*TEXT SEGMENT:*
=== Begin Enclosure ===

Geoff Boycott poses next to his wax statue

Geoff Boycott with his pick for the greatest opening batsman of all time

© PA Photos

The Zaltzmeister

One and only

Epic hundreds, ignominious king pairs, stonewallers and fire starters: the short history of cricket's first men in

Andy Zaltzman  |  

One. First man in. New ball. Fresh bowler. "0 for 0 off 0.0" gleaming out from the untainted scoreboard. The blankest of cricket's many and varied canvases, on which Test cricket's number ones have been painting, attempting to paint, and failing to paint their masterpieces since 1877.

Some have created epic artworks expressing the spiritual heart of batsmanship - Len Hutton's then-record 364, Hanif Mohammad's 16-hour match-saving triple-hundred, Roy Fredericks' futuristic, 21st-century 169 off 145 against Lillee, Thomson and the rest in Perth in 1975-76.

Others have merely managed a formless potato-print splodge of failure. Grant Flower posted an average of just 22.05 in 52 innings at one, with a remarkably persistent ten ducks. Bangladesh's Javed Omar recorded the only king pair by a one, leaving his team 0 for 1 after 0.1 in both innings in Mirpur in 2007, in what even the most ardent Javed Omar fans would concede was a disappointing response to India's 610 for 3 declared. Perhaps Omar - who batted at one without ever scoring a century a record 55 times, 24 more hundred-less innings than the next most by a No. 1 who failed to trouble the honours boards - was inspired by his Indian counterpart Wasim Jaffer, who had bagged a four-ball pair in the previous Test.

=== End Enclosure ===

*SUPPLIED DATA:*
=== Begin Enclosure ===

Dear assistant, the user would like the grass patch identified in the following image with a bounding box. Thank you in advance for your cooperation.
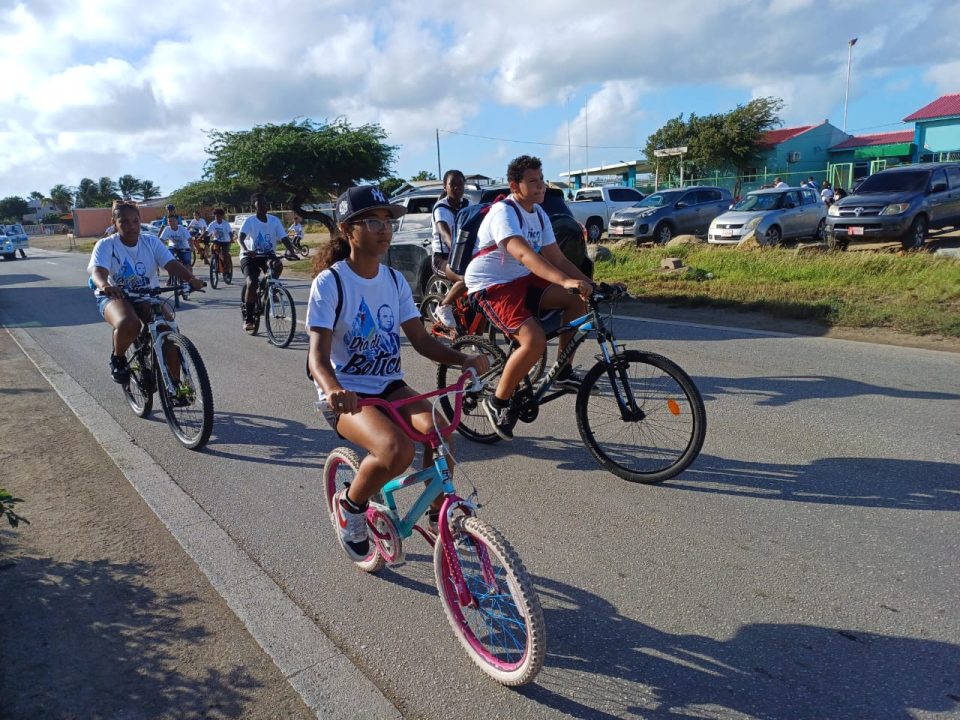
[596,245,960,337]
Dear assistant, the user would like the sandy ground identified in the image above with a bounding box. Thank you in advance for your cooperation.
[0,329,313,720]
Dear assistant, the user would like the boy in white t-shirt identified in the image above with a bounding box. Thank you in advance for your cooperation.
[307,185,489,562]
[464,155,593,440]
[237,193,297,332]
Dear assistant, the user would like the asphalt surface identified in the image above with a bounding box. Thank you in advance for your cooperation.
[0,245,960,718]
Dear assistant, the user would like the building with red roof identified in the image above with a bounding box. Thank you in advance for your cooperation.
[903,93,960,162]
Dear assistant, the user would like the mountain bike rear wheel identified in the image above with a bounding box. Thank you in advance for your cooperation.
[323,447,387,573]
[433,516,547,687]
[263,285,297,347]
[437,335,506,444]
[156,333,213,450]
[576,350,707,484]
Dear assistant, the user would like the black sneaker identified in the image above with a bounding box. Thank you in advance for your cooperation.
[553,365,583,392]
[483,398,517,440]
[110,355,130,385]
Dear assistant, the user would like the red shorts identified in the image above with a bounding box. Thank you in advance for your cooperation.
[477,273,552,335]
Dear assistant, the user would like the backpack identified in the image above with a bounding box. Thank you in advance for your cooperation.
[448,197,543,275]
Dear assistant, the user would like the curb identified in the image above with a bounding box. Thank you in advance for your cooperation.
[0,326,402,720]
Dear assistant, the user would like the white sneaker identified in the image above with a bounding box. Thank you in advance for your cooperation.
[437,305,457,330]
[333,489,370,562]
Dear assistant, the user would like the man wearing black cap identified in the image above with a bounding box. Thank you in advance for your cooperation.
[237,193,297,332]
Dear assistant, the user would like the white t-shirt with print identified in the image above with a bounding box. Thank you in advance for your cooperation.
[430,197,470,255]
[87,233,173,297]
[307,260,420,400]
[463,195,557,293]
[240,215,287,255]
[160,225,190,250]
[207,220,233,243]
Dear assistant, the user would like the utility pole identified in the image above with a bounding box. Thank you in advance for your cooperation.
[843,38,857,132]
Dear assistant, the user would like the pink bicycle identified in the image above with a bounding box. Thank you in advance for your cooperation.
[323,371,546,687]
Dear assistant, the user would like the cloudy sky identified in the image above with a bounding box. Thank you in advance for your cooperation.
[0,0,960,196]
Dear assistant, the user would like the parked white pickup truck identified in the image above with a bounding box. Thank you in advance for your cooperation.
[567,185,643,242]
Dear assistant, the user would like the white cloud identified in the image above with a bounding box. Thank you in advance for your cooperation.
[0,0,960,194]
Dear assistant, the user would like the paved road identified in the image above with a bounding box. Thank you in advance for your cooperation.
[0,250,960,718]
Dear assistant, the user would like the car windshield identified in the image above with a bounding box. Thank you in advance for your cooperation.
[633,192,680,207]
[857,170,930,195]
[733,193,784,210]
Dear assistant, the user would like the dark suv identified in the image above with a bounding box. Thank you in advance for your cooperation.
[827,163,960,249]
[384,186,593,297]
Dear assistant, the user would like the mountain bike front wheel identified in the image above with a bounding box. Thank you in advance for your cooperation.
[576,350,707,484]
[156,333,213,450]
[263,285,297,347]
[323,447,387,573]
[433,516,547,687]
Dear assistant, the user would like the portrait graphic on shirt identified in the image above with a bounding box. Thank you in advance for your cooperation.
[340,297,400,375]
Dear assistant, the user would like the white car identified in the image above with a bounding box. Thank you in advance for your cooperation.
[707,188,827,246]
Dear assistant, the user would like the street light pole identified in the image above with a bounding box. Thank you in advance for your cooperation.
[843,38,857,132]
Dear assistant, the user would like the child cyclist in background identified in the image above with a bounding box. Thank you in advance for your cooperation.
[464,155,593,440]
[307,185,489,561]
[431,170,470,330]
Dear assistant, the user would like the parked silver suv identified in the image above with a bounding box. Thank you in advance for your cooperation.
[607,187,733,244]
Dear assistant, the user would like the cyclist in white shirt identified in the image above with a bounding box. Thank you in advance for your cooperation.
[87,202,203,384]
[238,193,295,332]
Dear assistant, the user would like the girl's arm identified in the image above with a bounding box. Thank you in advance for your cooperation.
[307,325,358,413]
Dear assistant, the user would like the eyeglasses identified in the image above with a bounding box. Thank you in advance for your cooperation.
[350,218,400,232]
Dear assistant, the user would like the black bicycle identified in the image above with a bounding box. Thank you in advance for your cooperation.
[123,287,213,450]
[240,253,299,347]
[437,284,707,483]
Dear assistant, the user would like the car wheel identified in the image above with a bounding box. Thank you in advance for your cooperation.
[900,215,927,250]
[653,222,673,245]
[586,218,603,242]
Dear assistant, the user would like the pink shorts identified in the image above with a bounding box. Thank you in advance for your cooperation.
[477,273,552,335]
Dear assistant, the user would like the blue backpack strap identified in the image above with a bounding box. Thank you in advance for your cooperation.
[307,267,344,381]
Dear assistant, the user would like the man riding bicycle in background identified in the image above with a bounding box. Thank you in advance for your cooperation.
[87,202,203,384]
[238,193,299,332]
[207,208,233,275]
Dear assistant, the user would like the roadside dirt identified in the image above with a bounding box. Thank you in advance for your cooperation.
[0,329,312,720]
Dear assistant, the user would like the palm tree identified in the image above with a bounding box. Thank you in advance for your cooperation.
[97,175,120,206]
[117,174,141,200]
[75,178,98,207]
[50,184,73,212]
[139,180,160,200]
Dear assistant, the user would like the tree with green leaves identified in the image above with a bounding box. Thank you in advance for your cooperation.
[0,195,30,223]
[117,174,143,200]
[50,183,73,212]
[645,97,783,195]
[205,118,396,232]
[410,170,437,182]
[137,180,160,200]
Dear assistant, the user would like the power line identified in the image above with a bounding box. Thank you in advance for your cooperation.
[440,129,639,150]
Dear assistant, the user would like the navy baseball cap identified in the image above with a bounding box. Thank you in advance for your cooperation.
[337,185,407,222]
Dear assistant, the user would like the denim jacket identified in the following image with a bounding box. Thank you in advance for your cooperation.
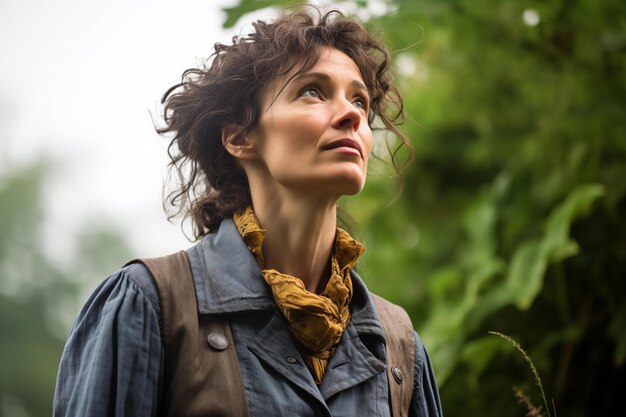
[54,220,442,417]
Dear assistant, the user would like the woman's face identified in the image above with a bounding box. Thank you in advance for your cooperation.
[248,48,372,196]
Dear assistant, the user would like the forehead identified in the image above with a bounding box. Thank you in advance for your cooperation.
[261,47,364,104]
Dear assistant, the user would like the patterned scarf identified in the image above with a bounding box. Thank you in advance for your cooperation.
[233,207,365,385]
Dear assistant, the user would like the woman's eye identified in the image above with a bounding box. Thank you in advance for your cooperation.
[300,87,321,98]
[353,97,367,110]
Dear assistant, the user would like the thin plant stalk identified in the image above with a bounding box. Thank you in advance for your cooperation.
[489,331,557,417]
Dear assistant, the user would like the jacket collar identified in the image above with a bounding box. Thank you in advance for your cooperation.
[187,219,384,337]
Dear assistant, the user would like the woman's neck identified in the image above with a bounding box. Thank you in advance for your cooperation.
[252,190,337,293]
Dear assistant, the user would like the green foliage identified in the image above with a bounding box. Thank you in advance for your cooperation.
[222,0,626,417]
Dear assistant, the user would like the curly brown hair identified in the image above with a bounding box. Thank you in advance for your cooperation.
[157,8,412,238]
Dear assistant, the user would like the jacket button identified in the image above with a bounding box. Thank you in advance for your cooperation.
[391,366,404,384]
[207,333,228,350]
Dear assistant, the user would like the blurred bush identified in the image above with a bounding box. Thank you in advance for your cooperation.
[0,160,131,417]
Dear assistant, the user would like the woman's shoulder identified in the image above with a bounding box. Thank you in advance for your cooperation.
[72,262,161,332]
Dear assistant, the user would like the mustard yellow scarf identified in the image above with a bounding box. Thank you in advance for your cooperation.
[233,208,365,384]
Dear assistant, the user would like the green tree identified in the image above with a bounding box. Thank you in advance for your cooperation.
[226,0,626,416]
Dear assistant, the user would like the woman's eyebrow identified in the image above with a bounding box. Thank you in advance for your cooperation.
[293,72,369,92]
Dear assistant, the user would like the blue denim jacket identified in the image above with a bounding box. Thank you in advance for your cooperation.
[54,220,441,417]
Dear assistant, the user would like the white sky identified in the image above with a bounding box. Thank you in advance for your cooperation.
[0,0,270,257]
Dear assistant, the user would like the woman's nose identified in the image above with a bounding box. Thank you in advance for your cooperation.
[335,100,361,132]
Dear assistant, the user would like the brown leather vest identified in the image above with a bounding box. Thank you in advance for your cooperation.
[137,251,415,417]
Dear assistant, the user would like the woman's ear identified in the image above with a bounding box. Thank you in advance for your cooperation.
[222,123,256,159]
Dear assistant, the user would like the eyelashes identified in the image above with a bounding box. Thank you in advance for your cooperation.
[298,85,369,113]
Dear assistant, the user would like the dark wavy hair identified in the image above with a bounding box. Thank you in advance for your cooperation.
[157,8,412,238]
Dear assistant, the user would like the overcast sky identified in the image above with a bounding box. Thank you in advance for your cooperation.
[0,0,276,256]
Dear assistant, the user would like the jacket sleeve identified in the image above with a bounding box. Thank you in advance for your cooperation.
[53,264,163,417]
[409,333,443,417]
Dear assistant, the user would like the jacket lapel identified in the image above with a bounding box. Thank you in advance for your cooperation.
[248,311,324,403]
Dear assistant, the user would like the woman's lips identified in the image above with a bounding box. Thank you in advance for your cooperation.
[322,138,363,158]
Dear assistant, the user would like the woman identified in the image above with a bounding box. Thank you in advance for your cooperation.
[54,7,441,416]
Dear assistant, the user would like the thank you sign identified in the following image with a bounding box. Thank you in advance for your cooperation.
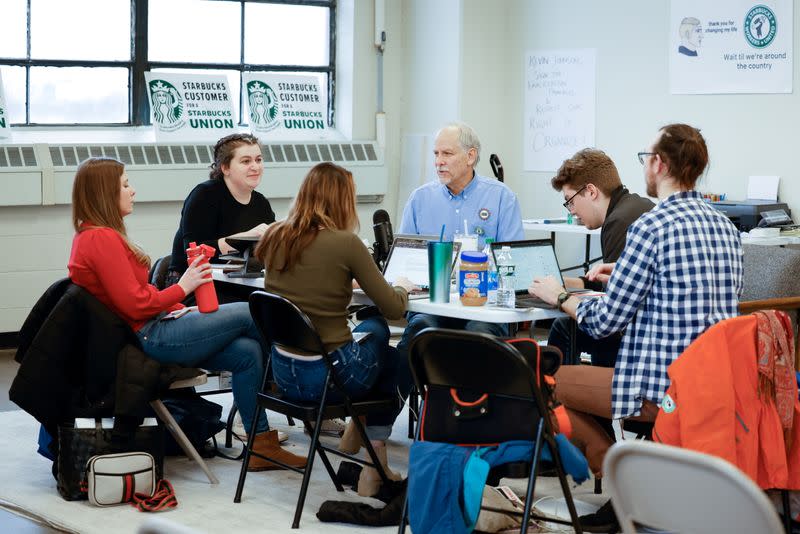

=== End Enclosure ===

*THE PROBLEM:*
Answer these questions from the article on cricket's opening batsmen:
(a) What was Len Hutton's then-record score?
(b) How many ducks did Grant Flower record while batting at one?
(c) What was India's total when Javed Omar recorded his king pair in Mirpur?

*RESPONSE TO THE TASK:*
(a) 364
(b) Ten
(c) 610 for 3 declared